**EXCERPT:**
Content starts

These studies suggest a need to look more closely at how E and C are represented in the health-related literature since empathic and compassionate relationships and communities of care hold such great promise for reducing burden on public health.
Purpose
I performed a general review of the PubMed literature on E and C to uncover disciplinary and topic trends and gaps and assess whether they suggest empathic and compassionate relationships and communities of care are understood well enough to serve as a basis for actively shaping empathic and compassionate relationships and communities of care.
Hypothesis
I hypothesized the literature on E and C would be biased toward psychology and the objectified and reductionist perspectives associated with it that are largely based on studies of non-naturally occurring data (NND), data elicited with researcher intervention (e.g., prompts, role-plays, and surveys), and that many of the disciplinary perspectives and topics important to informing a practical understanding of E and C would be overlooked.
Methods
I performed 353 search queries in the PubMed database between February 1–5, 2018. I focused solely on PubMed because I was interested in identifying trends and gaps in the literature rather than reviewing individual publications, and regarded PubMed as a reliable representation of the health-related literature, a service of the National Library containing more than 28 million citations for biomedical literature.
I began by performing three general searches on E, C, and E AND C. Then, I queried E and C separately with each of the 23 disciplinary and 60 topic search terms listed in Tables 1 and 2, and in various combinations. I also queried E and C separately within the disciplines of nursing and medicine using the same search terms.
I converted query results into percentages and compared the results for queries related to E and C in Tables 1 and 2. I separately assessed results within nursing and medicine because of the importance of E and C to healthcare, as shown in Tables 3 and 4.
Results
Tables 1 and 2 display the distribution of results related to E and C in the literature.
Tables 3 and 4 show the distributions of noteworthy results specific to E and C within nursing and medicine.
Results suggest three main findings.
Finding 1: Semantic overlap between E and C
The general search on E returned the same number of results as the search on E and C together (21,260) although the search on C returned 2682 more results (23,942). When queries were performed on a topic or discipline in association with E and C, the number of results returned for C most often exceeded the number associated with E, as shown in the tables.
Finding 2: Disciplinary bias toward psychology
As shown on Table 1, most of the results associated E/C with psychology, 56%/54% respectively. The same bias emerged within nursing and medicine as shown in Tables 3 and 4.
Finding 3: Insignificant association between E and C and language/linguistics and E and C other disciplines and topics critical to pragmatic perspective
An insignificant percentage of the total results associated E/C with language (5%/4% respectively) or linguistics (1%/1% respectively).
As shown on Table 1, some of the most insignificant associations were with disciplines closely tied to language: Social dynamics, mindfulness-based cognitive behavioral therapy, discourse analysis, pragmatics, and sociolinguistics. Further, while most of the results linked E/C to psychology, when psychology was queried with language and E/C, it comprised only 3%/2% respectively of the results. Similarly, the queries on psychosocial variables, language, and E/C comprised similarly low percentages of the results even though psychosocial variables comprised the greatest percentage of topic results in the review (57%/55%).

Content ends

**EXERCISE SET:**
1) According to the PubMed review excerpt, how many search queries were performed, and over what dates?
2) Copy out the PubMed review excerpt's text, everything from "Finding 1: Semantic" down to "in the tables.".
The listing that comes next is not needed.

**Dataset excerpts:**

Content starts

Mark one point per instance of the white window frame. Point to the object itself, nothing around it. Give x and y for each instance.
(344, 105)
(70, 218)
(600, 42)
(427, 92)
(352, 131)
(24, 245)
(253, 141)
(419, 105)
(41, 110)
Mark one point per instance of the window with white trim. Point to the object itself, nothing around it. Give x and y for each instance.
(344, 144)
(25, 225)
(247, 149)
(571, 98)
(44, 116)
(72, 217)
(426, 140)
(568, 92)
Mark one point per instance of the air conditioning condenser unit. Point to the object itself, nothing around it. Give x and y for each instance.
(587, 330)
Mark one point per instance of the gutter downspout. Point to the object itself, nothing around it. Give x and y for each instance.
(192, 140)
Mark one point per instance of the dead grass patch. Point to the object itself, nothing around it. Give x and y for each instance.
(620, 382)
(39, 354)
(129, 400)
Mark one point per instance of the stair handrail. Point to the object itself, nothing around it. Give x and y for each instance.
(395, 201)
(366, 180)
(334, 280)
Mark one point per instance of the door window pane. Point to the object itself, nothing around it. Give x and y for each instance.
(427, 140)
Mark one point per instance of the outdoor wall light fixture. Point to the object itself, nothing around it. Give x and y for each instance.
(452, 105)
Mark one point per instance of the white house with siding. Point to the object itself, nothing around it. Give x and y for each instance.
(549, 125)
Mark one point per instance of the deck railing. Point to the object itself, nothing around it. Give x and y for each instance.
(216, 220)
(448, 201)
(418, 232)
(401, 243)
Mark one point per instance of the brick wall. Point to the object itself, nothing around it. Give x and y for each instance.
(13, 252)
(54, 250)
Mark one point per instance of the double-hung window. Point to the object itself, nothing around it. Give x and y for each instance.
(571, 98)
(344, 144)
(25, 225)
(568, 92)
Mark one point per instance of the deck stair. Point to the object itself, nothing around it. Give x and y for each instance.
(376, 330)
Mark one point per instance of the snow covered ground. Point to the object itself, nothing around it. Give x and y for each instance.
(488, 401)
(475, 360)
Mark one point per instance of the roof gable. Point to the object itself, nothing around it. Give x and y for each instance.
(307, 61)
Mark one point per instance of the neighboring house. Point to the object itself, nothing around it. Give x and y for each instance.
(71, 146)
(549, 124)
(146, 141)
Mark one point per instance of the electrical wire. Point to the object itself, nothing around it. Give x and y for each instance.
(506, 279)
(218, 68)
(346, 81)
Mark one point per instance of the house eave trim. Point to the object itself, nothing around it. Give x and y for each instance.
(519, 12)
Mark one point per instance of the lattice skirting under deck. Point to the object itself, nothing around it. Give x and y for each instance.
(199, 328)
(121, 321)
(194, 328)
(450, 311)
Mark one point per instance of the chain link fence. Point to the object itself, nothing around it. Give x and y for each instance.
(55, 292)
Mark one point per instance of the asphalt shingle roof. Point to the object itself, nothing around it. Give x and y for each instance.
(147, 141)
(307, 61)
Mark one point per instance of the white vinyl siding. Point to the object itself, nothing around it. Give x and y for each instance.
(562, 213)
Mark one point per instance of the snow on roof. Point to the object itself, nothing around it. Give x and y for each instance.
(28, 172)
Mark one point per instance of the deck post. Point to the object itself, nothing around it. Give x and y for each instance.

Content ends

**SOLUTIONS BELOW:**
1) 353 search queries, between February 1–5, 2018.

2)
Finding 1: Semantic overlap between E and C
The general search on E returned the same number of results as the search on E and C together (21,260) although the search on C returned 2682 more results (23,942). When queries were performed on a topic or discipline in association with E and C, the number of results returned for C most often exceeded the number associated with E, as shown in the tables.